→ Required task:
Recast the stretch from the start of the records through the line containing "[70,18,133,78]" as a JSON list of strings, with one string per line and blank lines left out.

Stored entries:
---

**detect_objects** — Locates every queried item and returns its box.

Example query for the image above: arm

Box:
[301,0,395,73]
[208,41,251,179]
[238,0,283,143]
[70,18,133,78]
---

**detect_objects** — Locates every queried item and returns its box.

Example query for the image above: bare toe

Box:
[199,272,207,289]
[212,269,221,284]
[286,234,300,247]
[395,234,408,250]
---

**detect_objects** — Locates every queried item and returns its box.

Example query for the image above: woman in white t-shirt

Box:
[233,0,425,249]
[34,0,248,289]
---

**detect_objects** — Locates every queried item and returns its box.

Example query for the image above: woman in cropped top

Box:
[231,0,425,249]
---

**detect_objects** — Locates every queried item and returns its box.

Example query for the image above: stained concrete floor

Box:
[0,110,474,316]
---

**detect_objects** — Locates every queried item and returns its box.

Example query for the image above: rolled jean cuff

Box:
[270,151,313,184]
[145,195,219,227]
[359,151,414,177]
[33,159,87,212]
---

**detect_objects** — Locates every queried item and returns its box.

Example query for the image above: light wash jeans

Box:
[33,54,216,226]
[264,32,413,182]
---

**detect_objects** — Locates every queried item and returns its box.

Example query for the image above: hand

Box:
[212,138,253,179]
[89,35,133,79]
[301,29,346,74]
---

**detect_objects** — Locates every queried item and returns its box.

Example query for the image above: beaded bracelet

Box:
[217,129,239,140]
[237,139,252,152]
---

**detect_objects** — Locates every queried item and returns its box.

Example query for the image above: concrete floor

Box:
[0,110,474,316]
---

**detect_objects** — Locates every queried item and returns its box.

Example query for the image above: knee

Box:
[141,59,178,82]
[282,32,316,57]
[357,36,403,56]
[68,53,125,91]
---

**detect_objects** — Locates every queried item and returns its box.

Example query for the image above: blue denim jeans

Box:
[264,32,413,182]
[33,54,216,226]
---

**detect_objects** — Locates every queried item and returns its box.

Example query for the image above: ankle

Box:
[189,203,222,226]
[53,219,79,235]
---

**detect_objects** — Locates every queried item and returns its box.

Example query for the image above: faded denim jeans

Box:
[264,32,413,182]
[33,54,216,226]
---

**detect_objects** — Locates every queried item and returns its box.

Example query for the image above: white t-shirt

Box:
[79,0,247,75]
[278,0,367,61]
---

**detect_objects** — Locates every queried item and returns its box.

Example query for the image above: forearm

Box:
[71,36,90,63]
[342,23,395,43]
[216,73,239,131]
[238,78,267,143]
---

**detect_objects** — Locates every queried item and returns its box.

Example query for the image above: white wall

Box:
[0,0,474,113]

→ Output:
[
  "---",
  "**detect_objects** — Locates every queried item and returns its box.",
  "Example query for the image above: arm",
  "Box:",
  "[301,0,395,73]",
  "[208,41,251,179]",
  "[238,0,283,143]",
  "[70,18,133,78]"
]